> _Task to carry out_:
Rewrite all of these lines, requests included, with every bounding box coordinate in the answers offset by 146. Leave the pictures out of your answer.

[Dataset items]
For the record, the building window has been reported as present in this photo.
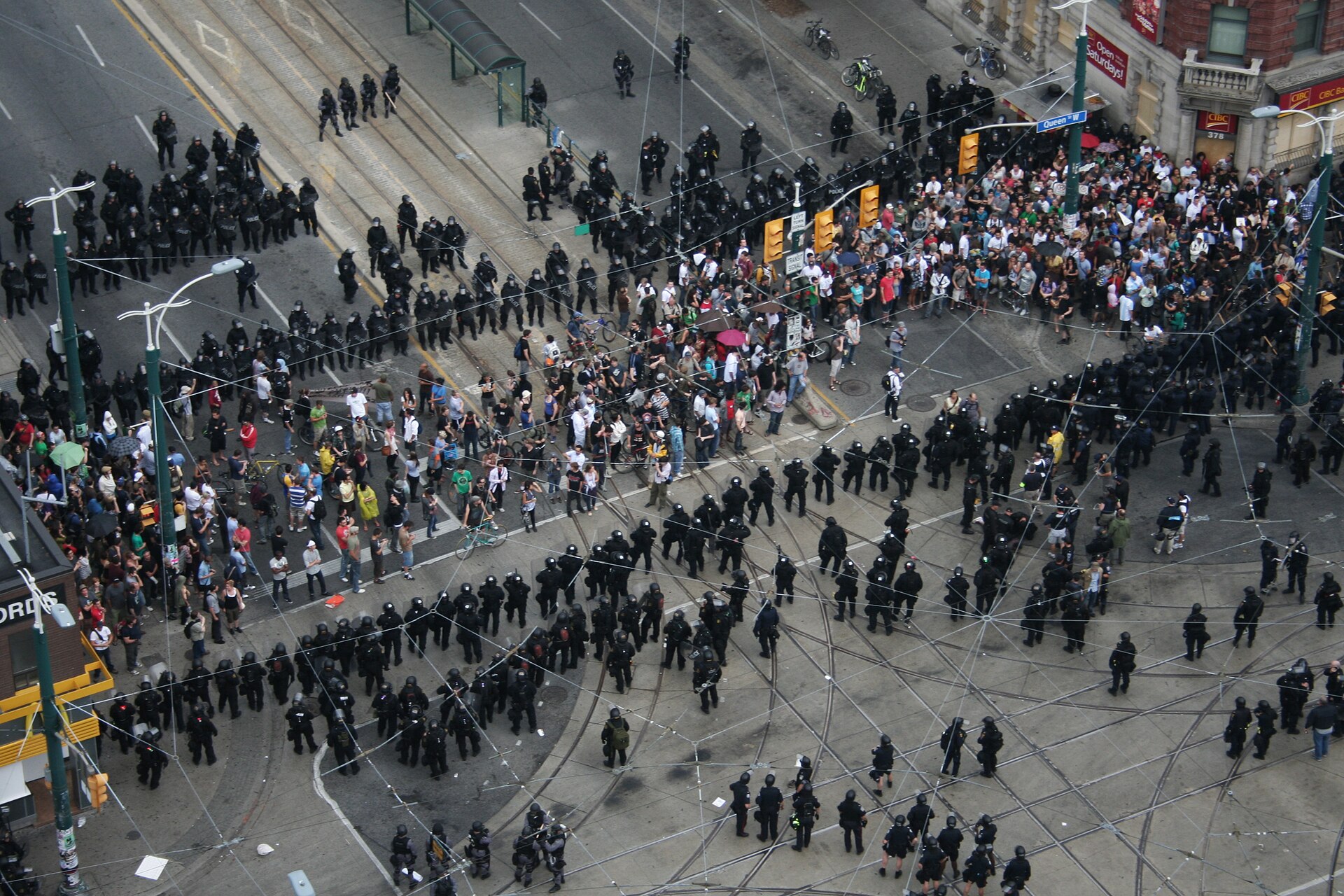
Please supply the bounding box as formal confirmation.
[1208,7,1250,63]
[1293,0,1325,52]
[9,626,38,690]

> _The solution_:
For the record, the building window has been reported as present in this photo.
Please supply the bounding box as formal confirmation.
[1354,153,1396,209]
[1439,146,1471,198]
[155,772,184,836]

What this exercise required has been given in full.